------ Dati dell'esercizio

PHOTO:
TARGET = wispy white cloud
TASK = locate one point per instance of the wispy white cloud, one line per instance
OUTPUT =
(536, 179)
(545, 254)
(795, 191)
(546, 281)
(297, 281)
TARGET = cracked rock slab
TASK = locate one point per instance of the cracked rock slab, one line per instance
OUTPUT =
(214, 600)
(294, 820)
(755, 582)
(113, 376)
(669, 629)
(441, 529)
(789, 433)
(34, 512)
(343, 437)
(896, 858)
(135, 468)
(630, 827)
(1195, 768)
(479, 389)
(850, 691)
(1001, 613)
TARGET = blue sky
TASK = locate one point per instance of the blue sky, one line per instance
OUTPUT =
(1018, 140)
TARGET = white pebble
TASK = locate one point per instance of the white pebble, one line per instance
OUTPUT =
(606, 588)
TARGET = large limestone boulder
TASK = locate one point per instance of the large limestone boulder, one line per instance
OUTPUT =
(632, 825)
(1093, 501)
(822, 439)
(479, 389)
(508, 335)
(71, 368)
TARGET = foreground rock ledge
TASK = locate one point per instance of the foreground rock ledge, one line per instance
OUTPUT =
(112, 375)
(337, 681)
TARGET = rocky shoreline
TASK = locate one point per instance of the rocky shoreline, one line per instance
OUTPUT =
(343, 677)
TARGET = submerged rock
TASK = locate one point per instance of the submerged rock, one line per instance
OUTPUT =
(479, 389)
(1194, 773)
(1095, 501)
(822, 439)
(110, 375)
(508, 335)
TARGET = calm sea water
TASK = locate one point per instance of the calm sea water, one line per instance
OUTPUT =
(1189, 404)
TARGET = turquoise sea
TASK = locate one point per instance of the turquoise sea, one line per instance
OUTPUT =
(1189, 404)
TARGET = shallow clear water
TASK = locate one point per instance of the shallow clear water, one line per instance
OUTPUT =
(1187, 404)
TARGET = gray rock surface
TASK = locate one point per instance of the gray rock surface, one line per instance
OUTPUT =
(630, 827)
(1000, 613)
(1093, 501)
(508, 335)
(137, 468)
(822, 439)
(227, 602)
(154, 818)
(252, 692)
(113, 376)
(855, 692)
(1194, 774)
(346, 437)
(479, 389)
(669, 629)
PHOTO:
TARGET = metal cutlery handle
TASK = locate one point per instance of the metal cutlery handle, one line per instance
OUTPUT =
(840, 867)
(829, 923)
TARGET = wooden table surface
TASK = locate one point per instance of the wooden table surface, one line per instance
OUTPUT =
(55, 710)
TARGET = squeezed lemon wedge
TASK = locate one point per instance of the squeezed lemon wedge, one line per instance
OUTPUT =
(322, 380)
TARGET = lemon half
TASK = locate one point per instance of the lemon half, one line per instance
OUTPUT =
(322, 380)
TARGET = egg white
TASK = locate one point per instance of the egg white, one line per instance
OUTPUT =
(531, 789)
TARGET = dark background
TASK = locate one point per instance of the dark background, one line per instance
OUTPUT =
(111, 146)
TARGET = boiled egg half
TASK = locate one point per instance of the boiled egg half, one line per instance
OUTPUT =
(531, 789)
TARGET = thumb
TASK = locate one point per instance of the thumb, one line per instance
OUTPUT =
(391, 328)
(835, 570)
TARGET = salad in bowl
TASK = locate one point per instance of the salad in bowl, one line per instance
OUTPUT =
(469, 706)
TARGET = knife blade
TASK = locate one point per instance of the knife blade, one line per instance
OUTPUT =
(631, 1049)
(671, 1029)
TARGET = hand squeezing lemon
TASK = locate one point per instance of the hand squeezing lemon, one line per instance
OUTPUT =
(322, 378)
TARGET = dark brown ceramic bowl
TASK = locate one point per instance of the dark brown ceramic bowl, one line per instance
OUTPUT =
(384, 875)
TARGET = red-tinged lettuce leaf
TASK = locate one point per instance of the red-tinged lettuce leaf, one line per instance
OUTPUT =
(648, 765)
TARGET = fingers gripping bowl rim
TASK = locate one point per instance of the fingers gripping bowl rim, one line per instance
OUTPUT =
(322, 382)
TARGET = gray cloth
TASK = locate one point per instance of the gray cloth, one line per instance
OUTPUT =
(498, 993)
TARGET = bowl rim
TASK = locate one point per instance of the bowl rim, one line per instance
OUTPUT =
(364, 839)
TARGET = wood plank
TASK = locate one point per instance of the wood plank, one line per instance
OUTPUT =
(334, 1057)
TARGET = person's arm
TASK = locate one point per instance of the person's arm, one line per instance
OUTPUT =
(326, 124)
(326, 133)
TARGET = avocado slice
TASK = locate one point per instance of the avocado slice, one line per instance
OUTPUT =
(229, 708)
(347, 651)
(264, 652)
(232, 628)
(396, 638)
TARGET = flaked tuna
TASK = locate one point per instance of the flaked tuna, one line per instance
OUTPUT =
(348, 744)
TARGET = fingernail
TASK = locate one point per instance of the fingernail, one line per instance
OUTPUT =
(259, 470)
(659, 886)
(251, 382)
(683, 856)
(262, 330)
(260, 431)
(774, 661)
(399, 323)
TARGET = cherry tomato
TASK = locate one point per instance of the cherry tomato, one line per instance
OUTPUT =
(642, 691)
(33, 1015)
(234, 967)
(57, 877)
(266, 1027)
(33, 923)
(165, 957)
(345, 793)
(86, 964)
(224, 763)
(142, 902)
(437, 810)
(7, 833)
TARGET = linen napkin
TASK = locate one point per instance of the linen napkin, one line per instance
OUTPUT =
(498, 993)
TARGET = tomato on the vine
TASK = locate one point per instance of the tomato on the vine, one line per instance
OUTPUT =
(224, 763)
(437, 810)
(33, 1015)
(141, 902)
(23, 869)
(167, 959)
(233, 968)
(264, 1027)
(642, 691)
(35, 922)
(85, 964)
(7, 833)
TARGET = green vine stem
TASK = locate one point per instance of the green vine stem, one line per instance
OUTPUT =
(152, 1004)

------------

> Testo della consegna:
Trasformi tutti i record riportati sopra in un CSV a due colonne, intitolate testo e risposta, con una riga per ciascuna coppia di testo e risposta. Racchiuda ogni campo tra virgolette e sostituisca gli a capo con spazi.

> Soluzione scritta:
testo,risposta
"PHOTO: TARGET = wispy white cloud TASK = locate one point per instance of the wispy white cloud, one line per instance OUTPUT =","(536, 179) (545, 254) (795, 191) (546, 281) (297, 281)"
"TARGET = cracked rock slab TASK = locate one point per instance of the cracked rock slab, one line per instance OUTPUT =","(214, 600) (294, 820) (755, 582) (113, 376) (669, 629) (441, 529) (789, 433) (34, 512) (343, 437) (896, 858) (135, 468) (630, 827) (1195, 768) (479, 389) (850, 691) (1001, 613)"
"TARGET = blue sky TASK = locate one point per instance of the blue sky, one line per instance OUTPUT =","(1018, 140)"
"TARGET = white pebble TASK = locate one point per instance of the white pebble, one line per instance OUTPUT =","(606, 588)"
"TARGET = large limestone boulder TASK = locate one point per instance of the large limestone boulder, one line per instance OUTPUT =","(632, 825) (1093, 501) (822, 439) (479, 389) (508, 335) (71, 368)"
"TARGET = foreground rock ledge TASK = locate one point per instance of the foreground rock ledge, one line per instance OUTPUT =","(112, 375) (337, 681)"
"TARGET = rocky shoreline TASK = locate one point per instance of the rocky shoreline, one line per instance OUTPUT =","(343, 677)"
"TARGET = submerged rock TASK = locate one point per instance of the submerged rock, one line per instance OUTPUT =","(479, 389) (1194, 773) (1095, 501) (822, 439) (110, 375) (508, 335)"
"TARGET = calm sea water TASK = locate one point per instance of the calm sea water, one line per instance OUTPUT =","(1189, 404)"
"TARGET = turquoise sea TASK = locate one point per instance of the turquoise sea, one line per instance OUTPUT =","(1189, 404)"
"TARGET = shallow clear water TASK = locate one point per instance of the shallow clear water, one line per instance OUTPUT =","(1187, 404)"
"TARGET = gray rock surface TASK = locate one point per instance of the gray rock surface, one line per instance OUTPUT =","(630, 827) (1000, 613) (1093, 501) (508, 335) (137, 468) (822, 439) (227, 602) (154, 818) (252, 692) (113, 376) (855, 692) (1194, 774) (346, 437) (479, 389) (669, 629)"
"PHOTO: TARGET = metal cutlery handle TASK = locate one point per instance of the metal cutlery handle, one line per instance OUTPUT =","(840, 867) (829, 923)"
"TARGET = wooden table surface TASK = locate one point per instance of the wooden table surface, one line per instance OUTPUT =","(55, 710)"
"TARGET = squeezed lemon wedge TASK = locate one point per instance of the squeezed lemon wedge, one line per instance OUTPUT =","(322, 380)"
"TARGET = lemon half TASK = locate one point per instance of the lemon half, one line per instance OUTPUT =","(322, 380)"
"TARGET = egg white TASK = locate one point per instance of the egg white, one line per instance OUTPUT =","(531, 789)"
"TARGET = dark background TASK = locate one point per instance of the dark background, one line per instance OUTPUT =","(111, 146)"
"TARGET = boiled egg half TASK = locate one point per instance of the boiled egg half, one line per instance OUTPUT =","(531, 789)"
"TARGET = thumb TASK = locate one point per instance of the thumb, one line per instance OUTPUT =","(391, 328) (835, 570)"
"TARGET = salad in bowl TASK = locate one point per instance of the salad in bowl, one line per instance OUTPUT =","(469, 706)"
"TARGET = knife blade TASK = locate one point per instance of the knife blade, one line per instance OUTPUT =","(631, 1049) (671, 1029)"
"TARGET = hand squeezing lemon TASK = locate one point per instance of the hand squeezing lemon, one line per instance OUTPUT =","(322, 378)"
"TARGET = dark brown ceramic bowl TASK = locate one point per instance of the dark brown ceramic bowl, one line per instance OUTPUT =","(384, 875)"
"TARGET = red-tinged lettuce leaf TASK = locate one point per instance of the red-tinged lettuce leaf, one line per instance OUTPUT =","(648, 765)"
"TARGET = fingers gripping bowl rim TASK = locate one point per instance of the fingers gripping bowl rim, one line per instance OUTPUT =","(322, 382)"
"TARGET = gray cloth TASK = locate one point per instance of the gray cloth, one line per instance OUTPUT =","(498, 993)"
"TARGET = bowl rim TASK = locate one point per instance of the bowl rim, one line per instance OUTPUT =","(364, 839)"
"TARGET = wood plank TASK = locate one point per instance of the wood plank, one line per instance OUTPUT =","(334, 1057)"
"TARGET = person's arm TASK = locate one point per instance of the person's arm, one line per instance OUTPUT =","(326, 124) (326, 133)"
"TARGET = avocado slice TASK = locate one point per instance of the avocado slice, one line per instance OUTPUT =","(229, 708) (347, 651) (264, 652) (232, 628) (396, 638)"
"TARGET = flaked tuna TASK = locate one point per instance of the flaked tuna, one line per instance OUTPUT =","(348, 744)"
"TARGET = fingernail TASK = locate one point per instance of the fingernail, one line per instance OUTPUT =","(259, 470) (659, 886) (251, 382) (683, 856) (262, 330) (260, 431) (774, 661) (399, 323)"
"TARGET = cherry tomato TASK = locate one point per instance of the cherry tomato, one line per instance OUTPUT =","(642, 691) (33, 1015) (234, 967) (57, 877) (266, 1027) (33, 923) (165, 957) (345, 793) (86, 964) (224, 763) (142, 902) (437, 810) (7, 833)"
"TARGET = linen napkin TASK = locate one point per instance of the linen napkin, one line per instance OUTPUT =","(498, 993)"
"TARGET = tomato on the vine TASK = locate one point per instance of the tomato on the vine, one line per instance OUTPUT =","(224, 763) (437, 810) (33, 1015) (141, 902) (23, 869) (167, 959) (233, 968) (264, 1027) (642, 691) (35, 922) (85, 964) (7, 833)"
"TARGET = green vine stem TASK = locate one point per instance of the green vine stem, one line per instance OUTPUT =","(152, 1004)"